* [Set problem]: Return all the data, word for word.

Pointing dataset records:
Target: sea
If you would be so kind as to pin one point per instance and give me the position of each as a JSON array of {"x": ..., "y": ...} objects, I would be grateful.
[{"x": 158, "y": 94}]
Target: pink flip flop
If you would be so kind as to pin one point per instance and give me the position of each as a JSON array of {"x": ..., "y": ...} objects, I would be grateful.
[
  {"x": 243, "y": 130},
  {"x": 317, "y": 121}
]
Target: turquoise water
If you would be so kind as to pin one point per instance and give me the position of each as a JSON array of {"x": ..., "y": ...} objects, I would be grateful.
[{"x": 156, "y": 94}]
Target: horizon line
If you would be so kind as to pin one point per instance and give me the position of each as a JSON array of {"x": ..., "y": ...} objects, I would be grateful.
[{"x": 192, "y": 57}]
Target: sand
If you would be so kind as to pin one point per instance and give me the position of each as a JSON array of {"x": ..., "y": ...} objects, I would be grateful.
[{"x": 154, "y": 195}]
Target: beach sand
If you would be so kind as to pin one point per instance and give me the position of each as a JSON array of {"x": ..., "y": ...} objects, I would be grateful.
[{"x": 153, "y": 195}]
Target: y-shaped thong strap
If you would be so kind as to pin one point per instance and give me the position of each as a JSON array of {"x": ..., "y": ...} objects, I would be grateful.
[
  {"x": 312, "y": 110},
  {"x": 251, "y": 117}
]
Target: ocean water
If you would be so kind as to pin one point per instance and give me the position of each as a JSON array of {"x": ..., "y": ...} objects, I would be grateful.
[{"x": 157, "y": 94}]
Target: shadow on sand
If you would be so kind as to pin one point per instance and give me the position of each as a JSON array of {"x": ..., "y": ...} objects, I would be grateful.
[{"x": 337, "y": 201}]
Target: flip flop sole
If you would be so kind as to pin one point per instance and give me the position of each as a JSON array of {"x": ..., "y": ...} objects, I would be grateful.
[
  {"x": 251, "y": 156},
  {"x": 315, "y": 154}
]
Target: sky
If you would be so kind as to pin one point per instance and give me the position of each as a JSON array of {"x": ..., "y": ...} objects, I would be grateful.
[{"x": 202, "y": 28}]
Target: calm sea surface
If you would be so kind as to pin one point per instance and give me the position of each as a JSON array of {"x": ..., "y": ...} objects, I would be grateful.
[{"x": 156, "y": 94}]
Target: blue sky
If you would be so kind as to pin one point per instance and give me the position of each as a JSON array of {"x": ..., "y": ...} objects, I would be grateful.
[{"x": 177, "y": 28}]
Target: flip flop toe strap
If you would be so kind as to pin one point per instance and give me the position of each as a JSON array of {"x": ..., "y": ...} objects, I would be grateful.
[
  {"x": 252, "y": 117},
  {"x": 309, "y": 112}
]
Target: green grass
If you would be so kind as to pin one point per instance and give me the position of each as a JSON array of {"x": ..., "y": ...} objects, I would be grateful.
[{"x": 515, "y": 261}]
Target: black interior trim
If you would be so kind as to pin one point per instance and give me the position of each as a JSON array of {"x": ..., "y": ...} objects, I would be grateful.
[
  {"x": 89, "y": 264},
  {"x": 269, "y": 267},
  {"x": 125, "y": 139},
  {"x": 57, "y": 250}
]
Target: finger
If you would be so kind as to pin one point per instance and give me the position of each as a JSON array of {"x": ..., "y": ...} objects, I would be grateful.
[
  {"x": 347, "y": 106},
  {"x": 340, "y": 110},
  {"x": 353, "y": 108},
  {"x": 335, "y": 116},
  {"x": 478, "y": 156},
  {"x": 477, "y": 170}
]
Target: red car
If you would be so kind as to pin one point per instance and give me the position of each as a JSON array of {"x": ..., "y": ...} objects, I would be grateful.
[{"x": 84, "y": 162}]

* [Solution to this problem]:
Target: sea
If you would be so kind as to pin one point per instance and give me the position of each as a JSON array of {"x": ..., "y": ...} objects, I would be grateful.
[{"x": 158, "y": 94}]
Target: pink flip flop
If you would be so kind as to pin one point per instance and give me the position of each as a JSON array of {"x": ..., "y": ...} objects, I would be grateful.
[
  {"x": 243, "y": 130},
  {"x": 317, "y": 121}
]
Target: turquoise water
If you would be so kind as to pin one point per instance and give me the position of each as a JSON array of {"x": ..., "y": ...} objects, I would be grateful.
[{"x": 156, "y": 94}]
Target: horizon line
If you would be so kind as to pin one point per instance and give me the position of each as a JSON array of {"x": ..., "y": ...} objects, I would be grateful.
[{"x": 192, "y": 57}]
Target: sand
If you would be so kind as to pin one point per instance and give me the position of each as a JSON array of {"x": ..., "y": ...} objects, I would be grateful.
[{"x": 154, "y": 195}]
Target: beach sand
If you would be so kind as to pin one point per instance and give me the position of each as a JSON array of {"x": ..., "y": ...} objects, I would be grateful.
[{"x": 153, "y": 195}]
Target: y-shaped thong strap
If you would be so kind as to pin one point per instance and give me the position of each as a JSON array of {"x": ..., "y": ...} objects, I would be grateful.
[
  {"x": 312, "y": 110},
  {"x": 251, "y": 117}
]
Target: ocean water
If you would be so kind as to pin one point per instance and give me the position of each as a JSON array of {"x": ..., "y": ...} objects, I would be grateful.
[{"x": 157, "y": 94}]
Target: shadow on sand
If you would be so kind as to pin one point per instance and give me the position of each as a JSON array of {"x": ..., "y": ...} objects, I would be grateful.
[{"x": 337, "y": 201}]
Target: flip flop sole
If you would be so kind as to pin one point per instance and give me the position of each as a JSON array of {"x": ..., "y": ...} objects, I would be grateful.
[
  {"x": 251, "y": 156},
  {"x": 315, "y": 154}
]
Target: sky
If you would be so kind as to pin one point per instance and give me the position of each as a JSON array of {"x": ..., "y": ...} objects, I would be grateful.
[{"x": 202, "y": 28}]
Target: calm sea surface
If you would be so kind as to pin one point per instance and give me the position of each as a JSON array of {"x": ..., "y": ...} objects, I would be grateful.
[{"x": 156, "y": 94}]
Target: blue sky
If you would be so kind as to pin one point per instance and give me the position of each as a JSON array of {"x": ..., "y": ...} objects, I would be grateful.
[{"x": 177, "y": 28}]
Target: flip flop toe strap
If you would be so kind as to pin one point per instance and give me the position of each as a JSON array of {"x": ..., "y": ...} objects, I would be grateful.
[
  {"x": 252, "y": 117},
  {"x": 309, "y": 112}
]
Target: green grass
If you would be so kind as to pin one point per instance and give me the position of each as a JSON array of {"x": ..., "y": ...} objects, I would be grateful.
[{"x": 515, "y": 261}]
Target: black interior trim
If you would be so kind as to pin one point per instance and give me the position of each as a JSON array of {"x": ..., "y": ...} objects, I would be grateful.
[
  {"x": 89, "y": 264},
  {"x": 269, "y": 267},
  {"x": 125, "y": 139},
  {"x": 57, "y": 250}
]
Target: finger
If you would be so kind as to pin one point per instance and give me the position of each as a JSON array of {"x": ..., "y": ...} objects, I would be grateful.
[
  {"x": 347, "y": 106},
  {"x": 340, "y": 110},
  {"x": 353, "y": 108},
  {"x": 335, "y": 116},
  {"x": 478, "y": 156},
  {"x": 477, "y": 170}
]
Target: red car
If you would be so kind as to pin one point per instance and give me the position of each as a JSON array of {"x": ..., "y": ...} objects, I would be grateful.
[{"x": 84, "y": 162}]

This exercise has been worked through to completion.